BEGIN Entries provided
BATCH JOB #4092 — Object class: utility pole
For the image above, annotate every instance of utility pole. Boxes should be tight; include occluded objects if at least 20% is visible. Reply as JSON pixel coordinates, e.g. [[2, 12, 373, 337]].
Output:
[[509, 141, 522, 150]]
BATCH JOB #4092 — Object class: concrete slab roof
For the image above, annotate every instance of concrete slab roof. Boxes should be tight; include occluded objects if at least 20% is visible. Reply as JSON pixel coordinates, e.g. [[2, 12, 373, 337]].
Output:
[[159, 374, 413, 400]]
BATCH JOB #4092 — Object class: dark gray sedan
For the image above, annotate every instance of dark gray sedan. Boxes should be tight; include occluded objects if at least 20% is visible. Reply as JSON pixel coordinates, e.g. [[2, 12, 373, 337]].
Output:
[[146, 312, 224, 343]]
END Entries provided
### [Short task]
Output every one of these lines again, without any change.

### [Answer to this problem]
BATCH JOB #4092 — Object class: utility pole
For the image above, annotate every instance of utility pole. Boxes should be tight; include occluded objects if at least 20% is visible. Reply as JSON pixel coordinates, e.g. [[2, 12, 373, 337]].
Output:
[[509, 141, 522, 150]]
BATCH JOB #4092 — Object class: concrete slab roof
For the image above, annotate every instance of concrete slab roof. Boxes should be tight; include occluded objects if at least 20% is visible. Reply as JSON pixel coordinates, e.g. [[2, 12, 373, 337]].
Output:
[[159, 374, 413, 400]]
BATCH JOB #4092 — Object class: dark gray sedan
For the image above, annotate every instance of dark gray sedan. Boxes should be tight; include occluded objects if at least 20% is visible. Reply as JSON pixel coordinates, e.g. [[2, 12, 373, 337]].
Output:
[[146, 312, 224, 343]]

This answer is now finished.